## [Passage shown]
□ □ □ □ □ □ □

Amidst the transformations and instabilities that marked Brazil’s 2018 presidential elections, with the imprisonment of former president Luiz Inácio Lula da Silva (Lula), certain judicial miracles took place, such as judges reading and deciding cases in record time by working during weekends, vacation time, and public holidays. This climate of insecurity eliminated Lula’s candidacy, who previously had been heavily favored to win the election; thereafter, various other candidates appeared to have a chance. Yet the stabbing of then-candidate Jair Bolsonaro by Adélio Bispo in the city of Juiz de Fora on September 6, 2018 – along with a false information scheme transmitted via Facebook, WhatsApp, and Twitter – contributed to increasing Bolsonaro’s share of the vote throughout Brazil. All of these events, which mixed chance and careful planning, are connected to other regional, national, and international issues, which contributed to the climate of the far-right’s rise to power.
In this context, Bolsonaro managed to win the run-off election without participating in a single debate. Business owners invested heavily in social networks, radio and television channels, and in their own businesses.
This campaign mobilized right-wing social movements, religious groups, business leaders, and major hereditary landowners. The far right occupied the streets, spreading impassioned ideas, spreading their truths and post-truths, or their lies and post-lies. The discourse of hate was ostentatiously displayed in the light of day, criminal acts became banal, and the murderers of the past and present gained many public defenders, all eager to destroy their enemies, as we witnessed during the electoral period: A travesti murdered by men yelling Bolsonaro’s name; soccer fans yelling “Bolsonaro will kill faggots”, among other forms of violence.
These attitudes reveal expectations that put a previously veiled desire of destroying the LGBTI+ population into practice. Shamelessly, those who expressed them felt they had the right to attack and even kill people simply because they did not follow heterosexual norms.

□ □ □ □ □ □ □

## [Provided data]

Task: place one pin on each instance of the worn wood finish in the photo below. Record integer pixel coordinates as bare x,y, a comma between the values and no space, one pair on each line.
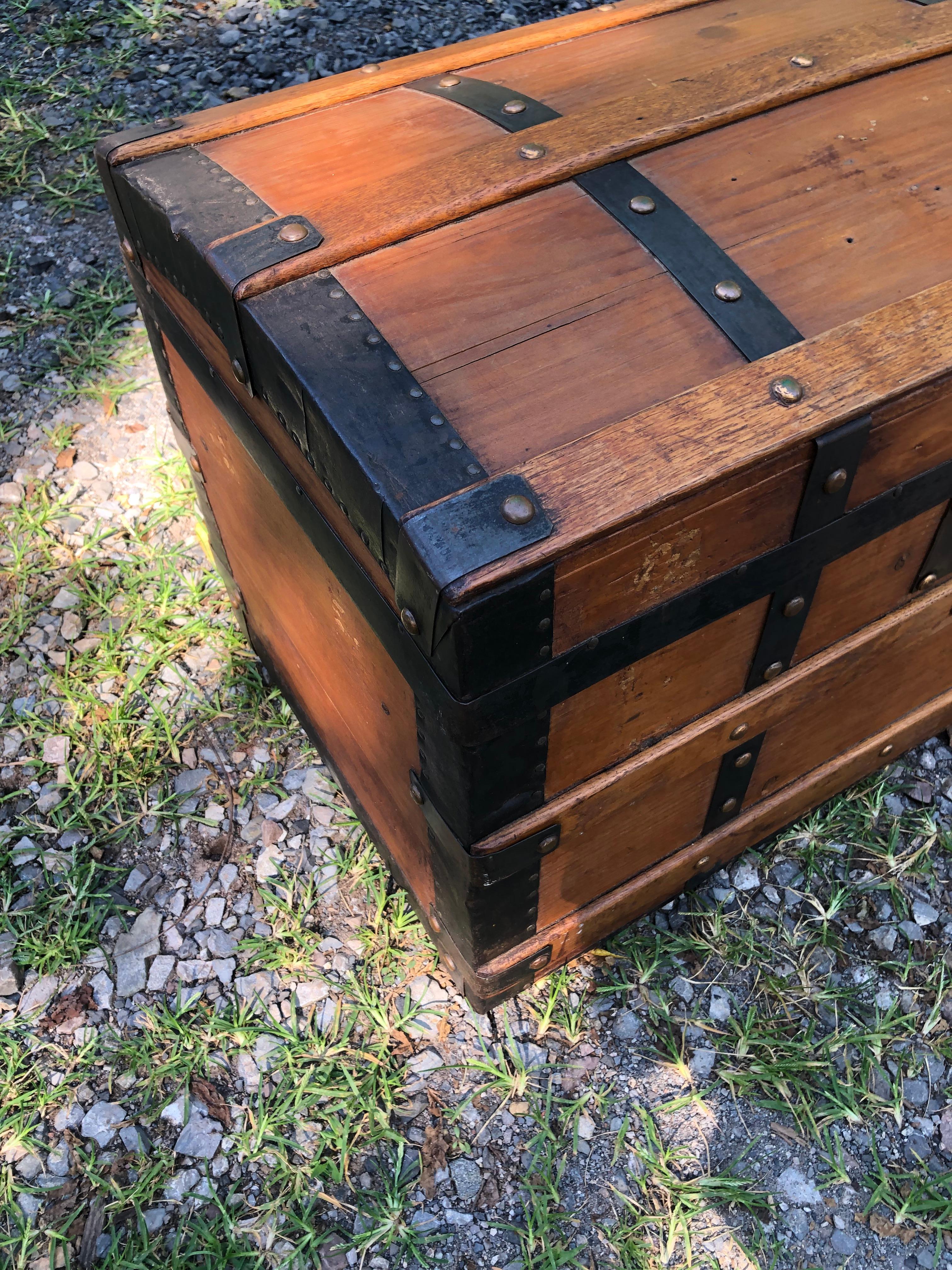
351,86
596,921
889,37
272,431
742,516
315,636
473,309
643,466
624,821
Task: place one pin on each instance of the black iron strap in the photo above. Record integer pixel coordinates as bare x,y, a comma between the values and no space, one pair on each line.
562,678
729,298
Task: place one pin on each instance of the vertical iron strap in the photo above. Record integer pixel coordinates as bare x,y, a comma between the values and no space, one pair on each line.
729,298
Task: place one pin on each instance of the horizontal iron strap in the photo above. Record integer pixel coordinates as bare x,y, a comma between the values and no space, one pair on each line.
747,317
494,713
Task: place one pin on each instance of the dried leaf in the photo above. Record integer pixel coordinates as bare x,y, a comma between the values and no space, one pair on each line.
888,1230
91,1234
216,1104
433,1158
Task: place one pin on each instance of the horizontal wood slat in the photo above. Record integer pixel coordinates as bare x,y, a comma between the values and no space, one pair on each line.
888,36
221,121
593,923
717,431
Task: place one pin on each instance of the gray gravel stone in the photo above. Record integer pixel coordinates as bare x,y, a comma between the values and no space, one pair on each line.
101,1122
466,1176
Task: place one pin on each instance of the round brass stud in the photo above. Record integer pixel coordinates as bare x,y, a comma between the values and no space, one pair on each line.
643,204
517,510
292,233
787,390
729,291
794,606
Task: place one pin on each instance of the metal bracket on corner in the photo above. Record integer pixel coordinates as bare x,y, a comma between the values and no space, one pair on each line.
824,501
461,534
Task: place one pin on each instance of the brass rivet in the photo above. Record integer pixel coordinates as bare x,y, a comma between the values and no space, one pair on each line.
517,510
292,233
728,291
794,606
787,390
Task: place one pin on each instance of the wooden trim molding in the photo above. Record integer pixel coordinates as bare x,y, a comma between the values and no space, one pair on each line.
221,121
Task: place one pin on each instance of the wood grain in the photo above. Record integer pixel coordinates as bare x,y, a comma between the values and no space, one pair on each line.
272,431
593,923
719,431
874,37
315,636
624,821
351,86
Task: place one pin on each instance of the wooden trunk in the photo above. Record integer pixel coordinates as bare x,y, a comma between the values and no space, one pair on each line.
572,417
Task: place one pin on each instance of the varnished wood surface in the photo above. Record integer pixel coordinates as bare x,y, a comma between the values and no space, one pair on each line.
621,822
648,464
881,36
351,86
320,644
272,431
593,923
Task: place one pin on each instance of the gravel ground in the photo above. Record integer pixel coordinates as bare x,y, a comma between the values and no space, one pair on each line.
225,1038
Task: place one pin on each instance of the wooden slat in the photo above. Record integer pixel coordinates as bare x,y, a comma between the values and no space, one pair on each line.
592,924
320,644
881,36
221,121
718,431
624,821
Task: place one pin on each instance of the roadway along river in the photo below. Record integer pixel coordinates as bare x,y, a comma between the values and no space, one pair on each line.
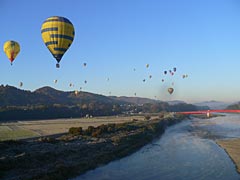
185,151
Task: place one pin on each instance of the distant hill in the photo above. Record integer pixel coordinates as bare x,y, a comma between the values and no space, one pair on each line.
134,100
213,104
49,103
12,96
175,102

□ □ □ □ □ □ □

## [Given instruction 1]
Name the groups that, according to the passage on Brazil's 2018 presidential elections, were mobilized by the campaign.
## [Given instruction 2]
Identify every line of the records that contains the word "gravel", and copy each of those lines.

## [Written response 1]
Right-wing social movements, religious groups, business leaders, and major hereditary landowners.

## [Written response 2]
Task: place one pin on each instance of the gray gravel stone in the photo above. Record integer pixel coordinates as bare x,y, a comma between the values and no space, one pair on each line.
Task: place one pin on each instance of the gravel ground in the photo above. Record integer pixel coordinates as bare x,y, a comma between the values and no space, one pair on each line.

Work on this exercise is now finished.